-- DATASET ENTRIES follows --

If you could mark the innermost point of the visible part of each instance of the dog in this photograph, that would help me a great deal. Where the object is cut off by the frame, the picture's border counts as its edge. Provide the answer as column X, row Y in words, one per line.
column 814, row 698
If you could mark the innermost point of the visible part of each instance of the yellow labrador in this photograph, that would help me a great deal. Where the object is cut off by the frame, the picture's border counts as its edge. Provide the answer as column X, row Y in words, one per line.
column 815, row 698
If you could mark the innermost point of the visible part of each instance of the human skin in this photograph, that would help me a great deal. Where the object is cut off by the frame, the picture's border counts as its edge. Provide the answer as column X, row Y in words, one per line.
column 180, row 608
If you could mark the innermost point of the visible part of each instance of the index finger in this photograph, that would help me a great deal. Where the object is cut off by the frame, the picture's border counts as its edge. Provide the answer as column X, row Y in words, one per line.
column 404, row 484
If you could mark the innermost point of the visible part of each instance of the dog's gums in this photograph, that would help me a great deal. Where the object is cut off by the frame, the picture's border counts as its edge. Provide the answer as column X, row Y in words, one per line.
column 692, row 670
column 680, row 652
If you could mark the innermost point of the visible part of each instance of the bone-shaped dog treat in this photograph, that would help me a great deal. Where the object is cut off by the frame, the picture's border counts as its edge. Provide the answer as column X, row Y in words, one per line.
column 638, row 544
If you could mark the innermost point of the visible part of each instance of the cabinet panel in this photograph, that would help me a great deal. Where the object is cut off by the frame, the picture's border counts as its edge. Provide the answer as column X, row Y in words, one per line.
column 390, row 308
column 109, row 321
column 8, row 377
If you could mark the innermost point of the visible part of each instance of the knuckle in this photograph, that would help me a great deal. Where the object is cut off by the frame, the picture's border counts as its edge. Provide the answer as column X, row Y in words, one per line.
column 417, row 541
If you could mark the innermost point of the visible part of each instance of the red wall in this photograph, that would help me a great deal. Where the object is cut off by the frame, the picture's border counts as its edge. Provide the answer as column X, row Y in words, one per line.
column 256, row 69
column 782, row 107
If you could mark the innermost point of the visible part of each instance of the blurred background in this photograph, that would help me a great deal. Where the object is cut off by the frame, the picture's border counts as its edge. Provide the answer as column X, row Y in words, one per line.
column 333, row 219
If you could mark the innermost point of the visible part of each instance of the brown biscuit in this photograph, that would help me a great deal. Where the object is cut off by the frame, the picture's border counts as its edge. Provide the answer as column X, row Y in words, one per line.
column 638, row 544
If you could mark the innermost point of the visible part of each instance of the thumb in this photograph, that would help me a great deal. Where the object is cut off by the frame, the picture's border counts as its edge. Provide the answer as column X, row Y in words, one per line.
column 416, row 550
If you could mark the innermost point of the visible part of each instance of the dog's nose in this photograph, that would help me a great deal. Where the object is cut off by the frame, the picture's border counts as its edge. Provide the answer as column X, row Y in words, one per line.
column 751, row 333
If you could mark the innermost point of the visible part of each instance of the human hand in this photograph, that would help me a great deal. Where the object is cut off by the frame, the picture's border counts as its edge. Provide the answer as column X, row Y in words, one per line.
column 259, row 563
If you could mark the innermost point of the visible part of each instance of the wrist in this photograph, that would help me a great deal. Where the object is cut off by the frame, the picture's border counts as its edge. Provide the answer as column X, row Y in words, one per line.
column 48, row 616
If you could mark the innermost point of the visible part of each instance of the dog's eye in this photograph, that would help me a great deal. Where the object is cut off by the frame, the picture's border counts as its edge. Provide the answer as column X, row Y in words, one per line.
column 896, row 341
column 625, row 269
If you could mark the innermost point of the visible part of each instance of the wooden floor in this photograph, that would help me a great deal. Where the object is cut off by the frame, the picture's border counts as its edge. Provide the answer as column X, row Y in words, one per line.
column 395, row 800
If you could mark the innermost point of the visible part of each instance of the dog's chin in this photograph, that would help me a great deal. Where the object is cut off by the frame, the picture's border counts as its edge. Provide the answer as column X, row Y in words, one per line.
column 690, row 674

-- DATASET ENTRIES concluded --

- _REQUIREMENT_: Would you please give all of the records again exactly as they stand?

- _EXERCISE SOLUTION_:
If you could mark the innermost point of the visible part of each instance of the dog in this photograph, that would help me a great deal. Where the object is cut off by the frame, the picture's border counts as its edge. Provide the answer as column X, row Y in words, one per line.
column 814, row 698
If you could mark the innermost point of the visible part of each instance of the yellow labrador in this photograph, that would help me a great deal. Where the object is cut off by the frame, the picture's border counts as its edge. Provide the answer as column X, row Y in words, one per line.
column 815, row 698
If you could mark the innermost point of the visible part of each instance of the human skin in this photograph, that would help me a great deal. Where the object is cut off by the frame, the picture's border counts as its edge. Provide the answer as column X, row Y in words, one per line.
column 180, row 608
If you could mark the innermost point of the visible part of each instance of the index finger in this photograph, that would help me a great deal. Where the object is cut off by the frame, the picture's border counts as its edge. Provide the answer as column X, row Y in words, one per line.
column 404, row 484
If you could mark the innermost point of the visible part of each instance of the dog's gums in this photograph, that would help me a great deal. Where the object is cut off by the frame, the picture's border counts as its edge. Provide the answer as column X, row Y in words, one per line.
column 692, row 670
column 680, row 652
If you could mark the innermost point of the visible part of each instance of the bone-shaped dog treat in this photograph, that would help me a great deal. Where the object is cut off by the frame, the picture's border counts as its edge. Provide the answer as column X, row Y in words, one per line.
column 638, row 544
If you could mark the innermost point of the visible part of each instance of the cabinet panel in this photograph, that would help me a great deal. Where the object is cut off by the frame, the picture's border counts as its edge. Provide the answer as column X, row Y in words, one per line.
column 390, row 308
column 109, row 321
column 8, row 377
If you could mark the innermost point of the visible part of each instance of the knuckle in this photograph, that would help me a great deal. Where the object is cut off by the frame, the picture's border counts as its edge. Provide the answer as column X, row Y in words, one per line.
column 417, row 541
If you could mark the innermost point of the visible part of each instance of the red wall in this photograph, that would help me a great deal. Where the object is cut off by the frame, the picture's border counts as its edge. Provide the answer as column X, row Y in words, one per line.
column 256, row 69
column 782, row 107
If you could mark the innermost point of the visible part of each instance of the blurred background in this photograph, that would help me a great deal. Where the object is cut off by the frame, the picture's border counts as its edge. Provide the answer as column X, row Y in words, one per line.
column 333, row 219
If you could mark the innermost point of the visible part of each instance of the brown biscuit in this photograph, that would help me a great deal. Where the object is cut off by the frame, the picture's border counts as its edge. Provide the answer as column X, row Y in words, one per line.
column 638, row 544
If you could mark the innermost point of the visible part of each instance of the thumb in this photograph, that would help me a great deal. Where the object is cut off by the frame, the picture's border counts as its edge. Provide the answer as column X, row Y in words, one per line.
column 416, row 550
If you could mark the innermost point of the visible part of each instance of the dog's nose in this photograph, that would help me a great deal. Where the object is cut off by the frame, the picture's border counts as its edge. Provide the answer as column X, row Y in words, one per line.
column 751, row 333
If you could mark the innermost point of the visible part of each instance of the human hand in this photograph, that would help me a great deal. Where the object is cut off by the frame, the picture's border counts as its edge. Provide the answer as column X, row Y in words, one per line.
column 259, row 563
If you could mark the innermost point of the visible part of each instance of the wrist in this photograph, that would help me a great deal. Where the object is cut off by the frame, the picture's border counts as its edge. Provide the answer as column X, row Y in words, one per line.
column 48, row 616
If you could mark the innermost point of the visible part of each instance of the dog's eye in this photograph, that would help me a great deal. Where the object is cut off by the frame, the picture's border counts as its edge. Provide the answer as column X, row Y in words, one per line.
column 896, row 341
column 625, row 269
If you could mark the innermost point of the visible part of each instance of the wooden floor in this photograph, that would help me a great deal. Where the object is cut off by the frame, the picture's border counts as its edge. Provide the answer as column X, row Y in words, one per line.
column 395, row 800
If you could mark the innermost point of the visible part of each instance of the dog's chin in this photograph, that would help me a great deal. Where the object is cut off by the frame, the picture's border counts as its edge. Provide the answer as column X, row Y in words, one per line.
column 690, row 674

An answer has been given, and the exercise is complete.